Source records:
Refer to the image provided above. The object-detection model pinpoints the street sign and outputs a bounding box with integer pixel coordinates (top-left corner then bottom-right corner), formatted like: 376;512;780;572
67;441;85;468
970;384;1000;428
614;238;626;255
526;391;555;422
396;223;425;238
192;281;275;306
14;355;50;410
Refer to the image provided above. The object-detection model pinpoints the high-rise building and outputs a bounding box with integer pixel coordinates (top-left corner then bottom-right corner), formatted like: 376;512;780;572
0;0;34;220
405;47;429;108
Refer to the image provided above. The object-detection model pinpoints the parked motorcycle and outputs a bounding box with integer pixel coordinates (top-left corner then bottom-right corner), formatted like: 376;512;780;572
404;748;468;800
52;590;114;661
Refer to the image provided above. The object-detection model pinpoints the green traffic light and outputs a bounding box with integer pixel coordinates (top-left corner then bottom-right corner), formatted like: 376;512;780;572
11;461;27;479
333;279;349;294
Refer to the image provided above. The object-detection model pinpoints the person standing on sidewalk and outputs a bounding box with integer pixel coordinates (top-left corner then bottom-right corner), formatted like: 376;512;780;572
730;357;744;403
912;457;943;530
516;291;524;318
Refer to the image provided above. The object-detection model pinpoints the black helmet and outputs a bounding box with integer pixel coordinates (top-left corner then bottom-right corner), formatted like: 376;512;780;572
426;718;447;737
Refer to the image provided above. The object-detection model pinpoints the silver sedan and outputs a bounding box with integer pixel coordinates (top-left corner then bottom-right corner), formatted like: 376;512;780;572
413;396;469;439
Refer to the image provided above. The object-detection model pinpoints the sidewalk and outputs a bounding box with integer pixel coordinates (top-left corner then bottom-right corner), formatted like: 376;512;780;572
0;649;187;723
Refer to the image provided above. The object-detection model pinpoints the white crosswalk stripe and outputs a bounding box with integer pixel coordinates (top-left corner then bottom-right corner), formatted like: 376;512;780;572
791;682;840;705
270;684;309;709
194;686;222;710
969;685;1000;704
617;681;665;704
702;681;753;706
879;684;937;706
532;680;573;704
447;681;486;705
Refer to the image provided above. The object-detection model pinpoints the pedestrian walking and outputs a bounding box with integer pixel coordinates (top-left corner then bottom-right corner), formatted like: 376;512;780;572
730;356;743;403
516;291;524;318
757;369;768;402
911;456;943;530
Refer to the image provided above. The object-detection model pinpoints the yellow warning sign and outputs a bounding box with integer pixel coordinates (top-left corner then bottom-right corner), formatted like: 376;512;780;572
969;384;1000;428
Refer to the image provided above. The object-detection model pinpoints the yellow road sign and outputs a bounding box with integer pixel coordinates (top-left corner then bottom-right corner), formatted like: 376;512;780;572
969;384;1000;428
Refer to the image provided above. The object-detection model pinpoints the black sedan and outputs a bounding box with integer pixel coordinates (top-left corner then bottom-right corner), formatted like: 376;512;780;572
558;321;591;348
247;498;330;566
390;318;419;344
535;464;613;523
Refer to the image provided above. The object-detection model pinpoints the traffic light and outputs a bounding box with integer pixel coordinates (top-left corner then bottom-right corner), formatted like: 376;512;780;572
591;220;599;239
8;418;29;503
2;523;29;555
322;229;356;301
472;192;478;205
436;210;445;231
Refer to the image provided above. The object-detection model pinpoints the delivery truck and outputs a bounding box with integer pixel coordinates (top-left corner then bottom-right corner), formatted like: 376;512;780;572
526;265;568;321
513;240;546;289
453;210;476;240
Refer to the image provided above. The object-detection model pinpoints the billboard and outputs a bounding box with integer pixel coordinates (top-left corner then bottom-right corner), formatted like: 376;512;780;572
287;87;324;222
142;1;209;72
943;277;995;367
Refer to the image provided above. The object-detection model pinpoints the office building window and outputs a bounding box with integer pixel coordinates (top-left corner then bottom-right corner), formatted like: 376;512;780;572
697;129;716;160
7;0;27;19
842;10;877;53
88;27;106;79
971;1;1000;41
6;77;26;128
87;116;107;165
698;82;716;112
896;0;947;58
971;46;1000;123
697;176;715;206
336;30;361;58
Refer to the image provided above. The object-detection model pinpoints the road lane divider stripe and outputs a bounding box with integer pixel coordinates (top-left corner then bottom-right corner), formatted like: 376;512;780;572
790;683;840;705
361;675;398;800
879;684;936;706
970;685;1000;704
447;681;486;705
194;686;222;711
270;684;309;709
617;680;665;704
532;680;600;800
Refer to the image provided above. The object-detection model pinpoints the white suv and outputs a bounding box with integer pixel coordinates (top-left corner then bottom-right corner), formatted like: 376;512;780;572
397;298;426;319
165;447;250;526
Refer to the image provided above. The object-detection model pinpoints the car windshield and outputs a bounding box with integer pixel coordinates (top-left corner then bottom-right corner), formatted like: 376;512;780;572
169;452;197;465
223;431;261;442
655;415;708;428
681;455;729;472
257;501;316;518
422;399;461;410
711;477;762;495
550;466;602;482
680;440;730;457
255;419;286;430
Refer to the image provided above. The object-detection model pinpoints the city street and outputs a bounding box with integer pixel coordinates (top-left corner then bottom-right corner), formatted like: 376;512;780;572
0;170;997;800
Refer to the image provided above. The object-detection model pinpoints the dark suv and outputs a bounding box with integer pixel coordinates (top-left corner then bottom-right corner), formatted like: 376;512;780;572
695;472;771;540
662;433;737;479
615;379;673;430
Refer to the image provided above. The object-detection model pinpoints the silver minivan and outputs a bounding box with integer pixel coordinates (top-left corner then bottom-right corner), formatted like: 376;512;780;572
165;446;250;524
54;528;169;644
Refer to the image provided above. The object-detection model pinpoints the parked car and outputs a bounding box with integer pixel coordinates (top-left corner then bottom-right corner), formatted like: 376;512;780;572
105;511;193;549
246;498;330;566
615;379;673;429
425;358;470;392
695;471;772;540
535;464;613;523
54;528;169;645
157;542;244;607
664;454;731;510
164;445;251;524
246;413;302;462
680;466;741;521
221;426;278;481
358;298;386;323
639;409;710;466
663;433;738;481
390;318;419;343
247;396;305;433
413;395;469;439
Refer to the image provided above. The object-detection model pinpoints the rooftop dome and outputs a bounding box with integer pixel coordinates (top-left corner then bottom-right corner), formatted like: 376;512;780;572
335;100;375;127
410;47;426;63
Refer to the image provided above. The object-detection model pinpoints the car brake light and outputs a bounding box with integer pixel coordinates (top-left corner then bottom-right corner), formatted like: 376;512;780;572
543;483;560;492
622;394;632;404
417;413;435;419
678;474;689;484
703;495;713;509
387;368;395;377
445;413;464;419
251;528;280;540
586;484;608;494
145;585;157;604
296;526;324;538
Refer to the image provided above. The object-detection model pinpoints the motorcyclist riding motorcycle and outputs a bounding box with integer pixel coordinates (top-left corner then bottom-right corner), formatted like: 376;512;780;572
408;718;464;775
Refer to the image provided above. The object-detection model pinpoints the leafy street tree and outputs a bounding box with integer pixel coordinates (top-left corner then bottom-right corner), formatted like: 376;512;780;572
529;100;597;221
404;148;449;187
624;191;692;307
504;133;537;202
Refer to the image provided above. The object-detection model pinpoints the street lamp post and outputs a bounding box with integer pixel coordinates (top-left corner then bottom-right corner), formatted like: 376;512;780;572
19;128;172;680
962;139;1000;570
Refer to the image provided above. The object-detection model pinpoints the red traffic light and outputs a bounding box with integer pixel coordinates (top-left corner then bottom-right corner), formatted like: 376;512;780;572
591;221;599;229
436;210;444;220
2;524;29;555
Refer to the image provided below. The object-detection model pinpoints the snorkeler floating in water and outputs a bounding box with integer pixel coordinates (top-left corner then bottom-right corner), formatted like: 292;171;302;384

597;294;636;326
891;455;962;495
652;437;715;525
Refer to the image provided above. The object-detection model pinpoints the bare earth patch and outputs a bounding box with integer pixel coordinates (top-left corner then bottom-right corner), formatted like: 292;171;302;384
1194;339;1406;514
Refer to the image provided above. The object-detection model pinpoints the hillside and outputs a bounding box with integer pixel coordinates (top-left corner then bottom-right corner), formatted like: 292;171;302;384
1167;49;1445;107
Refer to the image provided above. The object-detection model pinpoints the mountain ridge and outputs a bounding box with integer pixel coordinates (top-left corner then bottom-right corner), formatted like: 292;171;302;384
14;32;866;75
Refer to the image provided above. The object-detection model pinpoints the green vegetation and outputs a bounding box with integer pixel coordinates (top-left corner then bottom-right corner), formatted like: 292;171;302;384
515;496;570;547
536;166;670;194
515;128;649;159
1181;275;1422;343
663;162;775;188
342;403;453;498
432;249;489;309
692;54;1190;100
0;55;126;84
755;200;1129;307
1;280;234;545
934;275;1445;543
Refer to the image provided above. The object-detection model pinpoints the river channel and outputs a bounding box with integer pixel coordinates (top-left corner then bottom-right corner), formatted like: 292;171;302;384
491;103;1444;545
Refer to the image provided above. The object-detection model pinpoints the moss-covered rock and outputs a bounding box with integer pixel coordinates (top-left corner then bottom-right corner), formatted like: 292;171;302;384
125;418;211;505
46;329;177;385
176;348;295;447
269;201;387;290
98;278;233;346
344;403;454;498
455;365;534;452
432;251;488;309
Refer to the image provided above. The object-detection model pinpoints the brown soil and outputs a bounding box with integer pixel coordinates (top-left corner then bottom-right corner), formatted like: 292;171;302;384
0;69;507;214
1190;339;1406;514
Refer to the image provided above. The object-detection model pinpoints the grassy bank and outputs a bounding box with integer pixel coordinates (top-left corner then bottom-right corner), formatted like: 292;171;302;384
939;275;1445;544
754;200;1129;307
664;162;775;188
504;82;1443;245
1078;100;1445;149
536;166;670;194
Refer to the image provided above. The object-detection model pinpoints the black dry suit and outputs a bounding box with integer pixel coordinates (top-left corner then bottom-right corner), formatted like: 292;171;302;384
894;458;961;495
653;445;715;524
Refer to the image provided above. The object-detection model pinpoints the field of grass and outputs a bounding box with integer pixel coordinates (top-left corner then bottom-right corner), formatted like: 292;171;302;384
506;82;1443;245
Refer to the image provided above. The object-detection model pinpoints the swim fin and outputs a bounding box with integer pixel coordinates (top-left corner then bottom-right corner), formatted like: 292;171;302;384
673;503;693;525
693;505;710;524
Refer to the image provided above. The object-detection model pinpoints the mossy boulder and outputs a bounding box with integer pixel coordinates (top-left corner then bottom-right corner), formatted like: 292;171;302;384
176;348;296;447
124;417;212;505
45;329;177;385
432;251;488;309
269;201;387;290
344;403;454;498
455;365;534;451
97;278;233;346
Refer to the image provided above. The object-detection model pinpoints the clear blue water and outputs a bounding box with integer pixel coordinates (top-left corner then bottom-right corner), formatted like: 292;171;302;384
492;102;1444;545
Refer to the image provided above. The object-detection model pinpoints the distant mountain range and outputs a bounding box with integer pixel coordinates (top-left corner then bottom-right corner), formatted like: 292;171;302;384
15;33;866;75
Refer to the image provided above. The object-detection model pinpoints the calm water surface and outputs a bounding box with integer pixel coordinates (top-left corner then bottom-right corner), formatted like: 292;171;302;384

What you will do: Above are the records; copy exactly the lines from the one with "pinpoints the clear" through the final line.

Answer to this task:
Refer to the image provided above. The object-detection model pinpoints the clear blue water and outputs a bounding box with integer pixel coordinates (top-left corner then bottom-right corner), formatted like: 292;171;302;384
492;102;1444;545
Refer to the image provided above. The object-detection model pinpoints the distant mountain range and outputs a bounding box with integer pixel coordinates (top-left corner then bottom-right corner), formatted like: 292;171;302;384
15;33;866;75
Refer to the image provided above. The object-detection model pinpoints the calm water surface and outputs a bounding box with integer pixel coordinates (top-left corner then bottom-right corner), formatted like: 292;171;302;384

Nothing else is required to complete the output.